* **GIVEN DATA**

○ ○ ○ ○ ○ ○ ○

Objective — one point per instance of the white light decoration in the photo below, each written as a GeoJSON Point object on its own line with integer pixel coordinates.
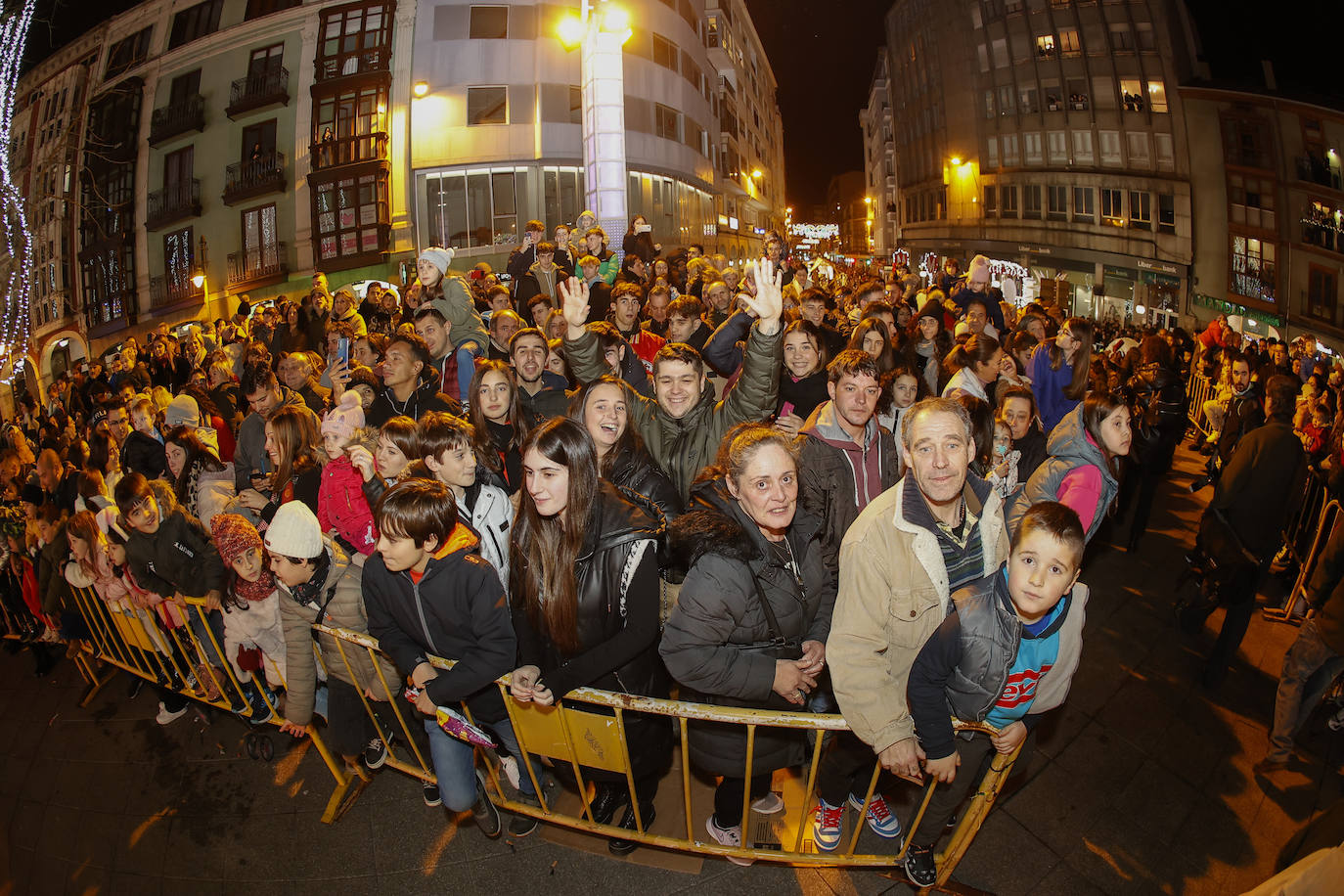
{"type": "Point", "coordinates": [15, 324]}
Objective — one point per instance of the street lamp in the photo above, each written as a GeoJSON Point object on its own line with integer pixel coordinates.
{"type": "Point", "coordinates": [600, 29]}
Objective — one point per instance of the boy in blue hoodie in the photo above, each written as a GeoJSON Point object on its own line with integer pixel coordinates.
{"type": "Point", "coordinates": [428, 593]}
{"type": "Point", "coordinates": [1005, 655]}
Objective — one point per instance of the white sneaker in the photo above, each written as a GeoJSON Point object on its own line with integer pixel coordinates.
{"type": "Point", "coordinates": [165, 718]}
{"type": "Point", "coordinates": [728, 837]}
{"type": "Point", "coordinates": [768, 805]}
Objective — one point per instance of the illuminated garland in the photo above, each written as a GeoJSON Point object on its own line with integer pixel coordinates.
{"type": "Point", "coordinates": [15, 324]}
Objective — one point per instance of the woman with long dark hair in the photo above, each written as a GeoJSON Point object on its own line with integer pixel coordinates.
{"type": "Point", "coordinates": [1059, 371]}
{"type": "Point", "coordinates": [1084, 468]}
{"type": "Point", "coordinates": [585, 596]}
{"type": "Point", "coordinates": [500, 428]}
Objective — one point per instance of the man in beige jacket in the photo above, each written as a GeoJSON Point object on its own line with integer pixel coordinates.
{"type": "Point", "coordinates": [912, 547]}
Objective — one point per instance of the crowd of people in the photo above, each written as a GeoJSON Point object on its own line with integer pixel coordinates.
{"type": "Point", "coordinates": [863, 493]}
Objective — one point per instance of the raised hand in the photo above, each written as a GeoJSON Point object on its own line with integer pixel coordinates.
{"type": "Point", "coordinates": [574, 295]}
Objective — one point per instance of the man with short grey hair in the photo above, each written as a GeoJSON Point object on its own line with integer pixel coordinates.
{"type": "Point", "coordinates": [937, 529]}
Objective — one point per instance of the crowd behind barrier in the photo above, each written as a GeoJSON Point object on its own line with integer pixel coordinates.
{"type": "Point", "coordinates": [251, 465]}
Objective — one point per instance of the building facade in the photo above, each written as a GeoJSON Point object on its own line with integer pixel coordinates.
{"type": "Point", "coordinates": [879, 160]}
{"type": "Point", "coordinates": [1048, 135]}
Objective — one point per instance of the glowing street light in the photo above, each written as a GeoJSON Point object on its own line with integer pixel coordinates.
{"type": "Point", "coordinates": [600, 29]}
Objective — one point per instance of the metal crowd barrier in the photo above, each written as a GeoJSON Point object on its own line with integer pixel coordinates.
{"type": "Point", "coordinates": [190, 658]}
{"type": "Point", "coordinates": [1199, 389]}
{"type": "Point", "coordinates": [586, 731]}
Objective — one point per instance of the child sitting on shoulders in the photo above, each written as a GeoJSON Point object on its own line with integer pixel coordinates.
{"type": "Point", "coordinates": [1005, 655]}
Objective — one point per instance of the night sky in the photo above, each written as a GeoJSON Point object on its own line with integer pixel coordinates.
{"type": "Point", "coordinates": [823, 58]}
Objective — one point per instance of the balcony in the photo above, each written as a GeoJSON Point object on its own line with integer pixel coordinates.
{"type": "Point", "coordinates": [257, 92]}
{"type": "Point", "coordinates": [254, 177]}
{"type": "Point", "coordinates": [178, 118]}
{"type": "Point", "coordinates": [164, 291]}
{"type": "Point", "coordinates": [173, 203]}
{"type": "Point", "coordinates": [1315, 169]}
{"type": "Point", "coordinates": [257, 267]}
{"type": "Point", "coordinates": [377, 61]}
{"type": "Point", "coordinates": [348, 151]}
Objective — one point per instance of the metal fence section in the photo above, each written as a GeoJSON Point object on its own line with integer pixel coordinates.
{"type": "Point", "coordinates": [586, 731]}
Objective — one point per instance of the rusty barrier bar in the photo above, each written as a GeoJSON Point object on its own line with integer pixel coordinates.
{"type": "Point", "coordinates": [588, 731]}
{"type": "Point", "coordinates": [190, 658]}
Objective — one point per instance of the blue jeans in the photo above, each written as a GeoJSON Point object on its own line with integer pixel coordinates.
{"type": "Point", "coordinates": [455, 765]}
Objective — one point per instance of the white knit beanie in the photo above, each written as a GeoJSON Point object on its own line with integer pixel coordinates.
{"type": "Point", "coordinates": [438, 256]}
{"type": "Point", "coordinates": [294, 532]}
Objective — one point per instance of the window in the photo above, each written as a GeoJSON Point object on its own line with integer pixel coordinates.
{"type": "Point", "coordinates": [1000, 50]}
{"type": "Point", "coordinates": [1165, 214]}
{"type": "Point", "coordinates": [195, 22]}
{"type": "Point", "coordinates": [128, 53]}
{"type": "Point", "coordinates": [664, 53]}
{"type": "Point", "coordinates": [1069, 45]}
{"type": "Point", "coordinates": [1322, 289]}
{"type": "Point", "coordinates": [1028, 100]}
{"type": "Point", "coordinates": [1031, 148]}
{"type": "Point", "coordinates": [1109, 147]}
{"type": "Point", "coordinates": [1111, 205]}
{"type": "Point", "coordinates": [1084, 207]}
{"type": "Point", "coordinates": [665, 122]}
{"type": "Point", "coordinates": [1082, 148]}
{"type": "Point", "coordinates": [1140, 209]}
{"type": "Point", "coordinates": [487, 105]}
{"type": "Point", "coordinates": [1058, 203]}
{"type": "Point", "coordinates": [488, 23]}
{"type": "Point", "coordinates": [1056, 143]}
{"type": "Point", "coordinates": [1156, 96]}
{"type": "Point", "coordinates": [1132, 94]}
{"type": "Point", "coordinates": [1031, 202]}
{"type": "Point", "coordinates": [1143, 32]}
{"type": "Point", "coordinates": [1164, 154]}
{"type": "Point", "coordinates": [1140, 155]}
{"type": "Point", "coordinates": [351, 216]}
{"type": "Point", "coordinates": [1253, 267]}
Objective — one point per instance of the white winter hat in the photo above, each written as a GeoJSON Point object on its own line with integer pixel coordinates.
{"type": "Point", "coordinates": [294, 532]}
{"type": "Point", "coordinates": [438, 256]}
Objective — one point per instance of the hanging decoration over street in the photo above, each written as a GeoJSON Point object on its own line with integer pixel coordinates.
{"type": "Point", "coordinates": [15, 277]}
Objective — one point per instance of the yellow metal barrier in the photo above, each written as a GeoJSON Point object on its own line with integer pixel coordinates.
{"type": "Point", "coordinates": [190, 658]}
{"type": "Point", "coordinates": [588, 731]}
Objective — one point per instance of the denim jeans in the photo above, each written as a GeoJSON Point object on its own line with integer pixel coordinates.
{"type": "Point", "coordinates": [455, 765]}
{"type": "Point", "coordinates": [1309, 666]}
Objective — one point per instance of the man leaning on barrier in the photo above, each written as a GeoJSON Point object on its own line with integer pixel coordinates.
{"type": "Point", "coordinates": [938, 529]}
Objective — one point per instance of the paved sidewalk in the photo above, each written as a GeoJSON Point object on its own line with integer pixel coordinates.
{"type": "Point", "coordinates": [1140, 784]}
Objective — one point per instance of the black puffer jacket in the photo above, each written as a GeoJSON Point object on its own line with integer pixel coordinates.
{"type": "Point", "coordinates": [718, 612]}
{"type": "Point", "coordinates": [615, 619]}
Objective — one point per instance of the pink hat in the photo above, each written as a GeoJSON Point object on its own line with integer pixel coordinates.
{"type": "Point", "coordinates": [347, 417]}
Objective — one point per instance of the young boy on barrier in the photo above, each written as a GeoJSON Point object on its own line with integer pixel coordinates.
{"type": "Point", "coordinates": [1005, 655]}
{"type": "Point", "coordinates": [428, 593]}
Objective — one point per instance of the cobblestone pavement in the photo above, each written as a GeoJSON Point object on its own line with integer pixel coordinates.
{"type": "Point", "coordinates": [1142, 784]}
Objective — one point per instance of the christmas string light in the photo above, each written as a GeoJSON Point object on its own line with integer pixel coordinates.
{"type": "Point", "coordinates": [15, 324]}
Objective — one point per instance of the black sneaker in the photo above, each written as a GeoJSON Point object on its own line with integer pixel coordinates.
{"type": "Point", "coordinates": [919, 867]}
{"type": "Point", "coordinates": [484, 812]}
{"type": "Point", "coordinates": [376, 754]}
{"type": "Point", "coordinates": [430, 792]}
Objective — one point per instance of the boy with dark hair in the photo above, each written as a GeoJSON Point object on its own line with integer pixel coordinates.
{"type": "Point", "coordinates": [1003, 655]}
{"type": "Point", "coordinates": [427, 593]}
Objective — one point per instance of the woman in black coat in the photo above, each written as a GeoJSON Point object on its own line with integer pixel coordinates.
{"type": "Point", "coordinates": [1159, 422]}
{"type": "Point", "coordinates": [584, 585]}
{"type": "Point", "coordinates": [755, 574]}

○ ○ ○ ○ ○ ○ ○

* **PROBLEM STATEMENT**
Provide an exact transcript of the lines from the one that holds "Objective — one point per instance of the woman in" through the final line of the data above.

* **WRITTEN REPLY**
Objective — one point per instance of the woman in black coat in the photo above, each written as a GeoJSON Point object on its own line with integer pixel coordinates.
{"type": "Point", "coordinates": [1159, 422]}
{"type": "Point", "coordinates": [584, 585]}
{"type": "Point", "coordinates": [755, 574]}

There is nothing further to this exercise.